Intravenous Pyelogram (IVP)
An intravenous pyelogram (IVP) is a series of special x-rays used to examine your kidneys, bladder, and ureters (the tubes leading from your kidneys to your bladder). An IVP helps your doctor evaluate the structure and function of these organs.
How do I prepare for the test?
The following are general guidelines. You will receive more specific instructions from your
doctor, nurse, or testing center.
Please check with your doctor or testing center for instructions. If you have diabetes, talk to your doctor about taking your routine medication.
Do not eat or drink anything after midnight on the day of your test. If your doctor or testing center has told you to take your routine medication, you may take it with small sips of water only.
You may be asked to take a liquid preparation and bowel preparation before coming to the testing center.
Inform your testing center if you are pregnant or breastfeeding.
#####
Resume the patient guide on the intravenous pyelogram, picking up after its last sentence.

→ Data section:
#####
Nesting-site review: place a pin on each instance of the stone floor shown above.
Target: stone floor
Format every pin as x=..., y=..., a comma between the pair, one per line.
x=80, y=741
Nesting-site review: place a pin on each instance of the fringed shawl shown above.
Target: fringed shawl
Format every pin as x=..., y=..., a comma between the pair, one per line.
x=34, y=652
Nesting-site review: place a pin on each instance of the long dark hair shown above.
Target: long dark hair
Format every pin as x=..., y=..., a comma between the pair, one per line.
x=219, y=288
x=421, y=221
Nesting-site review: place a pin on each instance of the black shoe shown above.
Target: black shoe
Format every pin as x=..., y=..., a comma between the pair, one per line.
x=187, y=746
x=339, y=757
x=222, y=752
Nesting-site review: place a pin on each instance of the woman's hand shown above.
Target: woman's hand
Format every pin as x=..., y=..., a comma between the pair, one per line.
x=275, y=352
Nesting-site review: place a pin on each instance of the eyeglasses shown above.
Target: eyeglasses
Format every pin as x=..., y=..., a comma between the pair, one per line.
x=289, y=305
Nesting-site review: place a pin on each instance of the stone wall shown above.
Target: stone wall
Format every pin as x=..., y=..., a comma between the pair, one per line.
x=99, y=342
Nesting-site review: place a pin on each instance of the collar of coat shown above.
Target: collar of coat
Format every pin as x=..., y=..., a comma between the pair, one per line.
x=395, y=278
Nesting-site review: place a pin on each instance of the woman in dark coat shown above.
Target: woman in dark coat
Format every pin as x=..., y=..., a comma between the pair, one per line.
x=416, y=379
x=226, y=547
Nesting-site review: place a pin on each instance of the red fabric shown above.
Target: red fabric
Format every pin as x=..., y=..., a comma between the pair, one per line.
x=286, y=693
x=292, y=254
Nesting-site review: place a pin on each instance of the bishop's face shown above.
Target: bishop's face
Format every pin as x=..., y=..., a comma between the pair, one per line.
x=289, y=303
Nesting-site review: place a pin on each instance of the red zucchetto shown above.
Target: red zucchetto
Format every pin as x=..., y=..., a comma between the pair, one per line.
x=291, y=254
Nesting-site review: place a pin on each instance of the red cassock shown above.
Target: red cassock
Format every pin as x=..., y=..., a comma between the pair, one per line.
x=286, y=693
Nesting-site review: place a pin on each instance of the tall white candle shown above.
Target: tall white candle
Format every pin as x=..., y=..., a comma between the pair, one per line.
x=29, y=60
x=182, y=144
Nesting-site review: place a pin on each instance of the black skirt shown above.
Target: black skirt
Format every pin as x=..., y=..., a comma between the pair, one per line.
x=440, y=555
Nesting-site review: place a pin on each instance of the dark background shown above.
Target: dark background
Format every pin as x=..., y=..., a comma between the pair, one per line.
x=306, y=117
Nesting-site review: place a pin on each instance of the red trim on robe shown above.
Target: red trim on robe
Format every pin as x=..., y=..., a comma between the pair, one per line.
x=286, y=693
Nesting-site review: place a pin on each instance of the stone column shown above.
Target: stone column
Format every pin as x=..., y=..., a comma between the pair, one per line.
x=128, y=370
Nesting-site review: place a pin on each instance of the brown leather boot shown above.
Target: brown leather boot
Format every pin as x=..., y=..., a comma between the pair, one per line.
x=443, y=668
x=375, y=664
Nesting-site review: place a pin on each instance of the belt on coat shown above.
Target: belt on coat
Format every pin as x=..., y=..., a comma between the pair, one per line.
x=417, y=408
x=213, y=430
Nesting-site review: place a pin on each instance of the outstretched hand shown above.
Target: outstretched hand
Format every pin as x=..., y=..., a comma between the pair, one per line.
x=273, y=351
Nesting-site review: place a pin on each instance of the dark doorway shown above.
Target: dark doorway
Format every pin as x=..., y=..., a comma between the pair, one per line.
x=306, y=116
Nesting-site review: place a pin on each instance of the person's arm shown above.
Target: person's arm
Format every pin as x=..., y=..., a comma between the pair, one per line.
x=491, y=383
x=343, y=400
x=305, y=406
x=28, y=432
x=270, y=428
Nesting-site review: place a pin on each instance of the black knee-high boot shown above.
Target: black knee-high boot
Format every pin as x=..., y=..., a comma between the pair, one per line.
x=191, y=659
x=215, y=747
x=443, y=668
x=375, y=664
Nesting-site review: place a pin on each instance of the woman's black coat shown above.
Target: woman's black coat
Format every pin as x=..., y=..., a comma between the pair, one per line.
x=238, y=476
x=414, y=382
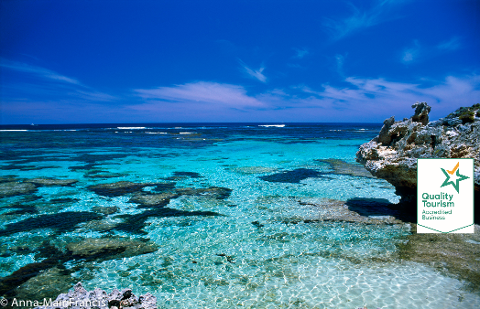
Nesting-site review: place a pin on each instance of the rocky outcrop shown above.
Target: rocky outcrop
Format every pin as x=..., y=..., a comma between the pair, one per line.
x=81, y=298
x=115, y=247
x=393, y=154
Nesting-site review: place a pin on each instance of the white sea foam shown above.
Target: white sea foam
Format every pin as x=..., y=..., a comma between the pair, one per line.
x=272, y=125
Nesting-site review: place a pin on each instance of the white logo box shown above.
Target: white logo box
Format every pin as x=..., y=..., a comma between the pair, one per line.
x=445, y=195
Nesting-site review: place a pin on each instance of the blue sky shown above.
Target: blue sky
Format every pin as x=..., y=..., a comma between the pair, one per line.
x=235, y=61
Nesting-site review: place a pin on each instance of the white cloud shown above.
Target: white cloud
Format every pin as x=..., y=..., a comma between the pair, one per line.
x=339, y=28
x=412, y=53
x=202, y=93
x=256, y=74
x=300, y=53
x=450, y=45
x=42, y=81
x=38, y=71
x=361, y=100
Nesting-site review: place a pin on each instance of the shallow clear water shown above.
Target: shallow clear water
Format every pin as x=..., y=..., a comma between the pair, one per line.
x=262, y=246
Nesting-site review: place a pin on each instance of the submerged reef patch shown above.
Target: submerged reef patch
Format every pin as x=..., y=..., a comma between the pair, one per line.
x=16, y=188
x=47, y=182
x=341, y=167
x=294, y=176
x=117, y=188
x=136, y=223
x=64, y=221
x=110, y=248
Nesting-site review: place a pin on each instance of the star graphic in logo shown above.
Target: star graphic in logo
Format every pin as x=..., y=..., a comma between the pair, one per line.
x=453, y=178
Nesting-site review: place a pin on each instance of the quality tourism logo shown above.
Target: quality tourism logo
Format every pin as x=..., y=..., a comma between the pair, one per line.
x=459, y=177
x=445, y=196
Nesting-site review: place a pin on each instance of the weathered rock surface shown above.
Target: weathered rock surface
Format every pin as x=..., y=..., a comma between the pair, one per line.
x=108, y=247
x=81, y=298
x=393, y=154
x=16, y=188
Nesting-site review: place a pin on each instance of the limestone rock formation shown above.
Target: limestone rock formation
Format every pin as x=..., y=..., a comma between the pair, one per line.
x=393, y=154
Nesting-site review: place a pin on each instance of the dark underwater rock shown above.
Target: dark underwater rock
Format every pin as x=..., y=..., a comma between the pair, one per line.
x=105, y=210
x=362, y=211
x=9, y=284
x=151, y=200
x=16, y=188
x=220, y=193
x=49, y=182
x=47, y=284
x=293, y=176
x=81, y=298
x=393, y=154
x=341, y=167
x=117, y=188
x=116, y=247
x=135, y=223
x=64, y=221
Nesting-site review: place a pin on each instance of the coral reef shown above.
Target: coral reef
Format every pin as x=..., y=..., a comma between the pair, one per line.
x=393, y=154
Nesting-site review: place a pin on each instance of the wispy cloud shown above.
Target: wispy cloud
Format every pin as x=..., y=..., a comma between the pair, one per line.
x=358, y=20
x=452, y=44
x=417, y=52
x=300, y=53
x=38, y=71
x=340, y=60
x=37, y=82
x=256, y=74
x=363, y=99
x=412, y=53
x=203, y=94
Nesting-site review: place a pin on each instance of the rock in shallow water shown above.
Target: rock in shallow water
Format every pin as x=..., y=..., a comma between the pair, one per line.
x=118, y=188
x=107, y=247
x=16, y=188
x=49, y=182
x=81, y=298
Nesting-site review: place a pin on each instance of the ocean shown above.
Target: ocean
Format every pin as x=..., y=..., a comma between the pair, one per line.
x=209, y=215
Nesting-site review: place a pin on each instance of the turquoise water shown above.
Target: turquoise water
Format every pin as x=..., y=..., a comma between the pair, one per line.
x=261, y=245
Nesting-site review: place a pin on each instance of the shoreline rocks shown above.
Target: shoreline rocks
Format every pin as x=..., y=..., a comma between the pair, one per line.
x=393, y=154
x=79, y=297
#####
→ Exercise output:
- A prescription slip from your doctor
- Insurance forms and/or referrals
- A list of your medications (special Glucophage instructions)
- A list of food, latex, or medication allergies Be sure to let the nurse or technologist know if you have had a previous allergic reaction to contrast dye, any allergies to iodine or shellfish, or if you have asthma.
What will happen during the test?
If you are pregnant, think you might be, or if you are breastfeeding, tell the technologist and/or doctor who is performing your test. First, you will be asked to change into a hospital gown and remove any metal objects that might block the x-ray pictures of your body. You will then lie down on an x-ray table and will receive a contrast dye through an intravenous (IV) line inserted in your arm. You should report nausea, shortness of breath, sneezing, itchiness, or any unusual sensation to the nurse or technologist.
The technologist will ask you to hold your breath when he or she is taking an x-ray. This will help you stay still, so that motion does not blur your x-ray.
The x-ray machine will make loud, crackling noises during the test. A technologist will help you get into different positions. A compression belt may be placed around your abdomen for some x-rays. The compression belt keeps the contrast dye in your kidneys and ureters. This allows the radiologist to see these organs more clearly.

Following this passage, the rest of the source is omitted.